Exercise requirements: Find the line in the material below that contains "Where can the breaking", then give it again, with all later lines, exactly as shown.

Provided information:

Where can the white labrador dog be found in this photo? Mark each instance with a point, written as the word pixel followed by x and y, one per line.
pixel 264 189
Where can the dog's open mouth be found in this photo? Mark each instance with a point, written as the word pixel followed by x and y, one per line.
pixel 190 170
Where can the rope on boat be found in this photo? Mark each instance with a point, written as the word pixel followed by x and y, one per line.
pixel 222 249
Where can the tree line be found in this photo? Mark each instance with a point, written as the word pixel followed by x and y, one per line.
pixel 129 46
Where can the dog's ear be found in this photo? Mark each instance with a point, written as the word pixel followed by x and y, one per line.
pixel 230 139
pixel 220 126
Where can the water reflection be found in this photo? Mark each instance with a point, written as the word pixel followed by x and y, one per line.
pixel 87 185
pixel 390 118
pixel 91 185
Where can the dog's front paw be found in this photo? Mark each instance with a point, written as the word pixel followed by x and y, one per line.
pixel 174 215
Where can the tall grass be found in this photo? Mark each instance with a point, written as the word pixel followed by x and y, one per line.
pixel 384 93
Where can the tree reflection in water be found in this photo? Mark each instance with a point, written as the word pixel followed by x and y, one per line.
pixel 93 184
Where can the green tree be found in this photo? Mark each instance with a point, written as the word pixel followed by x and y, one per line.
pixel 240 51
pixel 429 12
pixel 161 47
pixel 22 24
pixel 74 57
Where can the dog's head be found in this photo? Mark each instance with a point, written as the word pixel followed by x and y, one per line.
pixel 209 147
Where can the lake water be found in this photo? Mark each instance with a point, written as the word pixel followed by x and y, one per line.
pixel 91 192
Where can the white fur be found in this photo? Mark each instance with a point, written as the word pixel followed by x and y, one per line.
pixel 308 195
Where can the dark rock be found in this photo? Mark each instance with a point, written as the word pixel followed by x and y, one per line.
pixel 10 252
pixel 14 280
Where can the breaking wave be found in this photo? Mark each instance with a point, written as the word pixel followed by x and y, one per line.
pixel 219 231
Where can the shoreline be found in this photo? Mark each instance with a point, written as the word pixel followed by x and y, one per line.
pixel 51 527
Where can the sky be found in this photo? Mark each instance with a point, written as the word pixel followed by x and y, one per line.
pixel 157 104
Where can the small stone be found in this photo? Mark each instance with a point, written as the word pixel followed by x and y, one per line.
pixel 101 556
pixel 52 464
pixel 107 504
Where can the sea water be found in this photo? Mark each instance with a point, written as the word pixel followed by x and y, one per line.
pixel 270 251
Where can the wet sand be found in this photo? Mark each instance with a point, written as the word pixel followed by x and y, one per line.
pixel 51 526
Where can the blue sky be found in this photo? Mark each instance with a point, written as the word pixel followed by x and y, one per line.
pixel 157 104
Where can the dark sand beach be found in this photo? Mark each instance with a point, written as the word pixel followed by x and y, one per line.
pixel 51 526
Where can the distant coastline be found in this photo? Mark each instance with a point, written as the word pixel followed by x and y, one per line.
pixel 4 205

Task output:
Where can the breaking wave be found in this photo? Mark each instance with a point, written as the word pixel followed by x and y, one per line.
pixel 219 231
Where can the shoreline be found in this photo? Mark each instance with a point, written as the word pixel followed by x and y, one per line.
pixel 51 527
Where can the sky be found in this photo? Mark each instance with a point, written as the word pixel followed by x and y, one per line.
pixel 157 104
Where can the small stone be found in this photo? Mark each instance with a point, written as the word pixel followed by x and y, one per line.
pixel 101 556
pixel 52 464
pixel 107 504
Where can the sea water be found in this photo? Mark each instance with a point, written as the word pixel followed by x and y, one per line.
pixel 270 251
Where can the wet sand be found in this photo? Mark each instance with a point, written as the word pixel followed by x and y, one per line.
pixel 51 526
Where can the blue sky be found in this photo? Mark each instance with a point, written as the word pixel followed by x and y, one per line.
pixel 157 104
Where can the dark sand beach be found in this photo? Mark each instance with a point, written as the word pixel followed by x and y, one per line.
pixel 51 526
Where can the distant coastline be found in this photo? Mark each instance with a point, written as the word pixel followed by x and y, one per line.
pixel 4 205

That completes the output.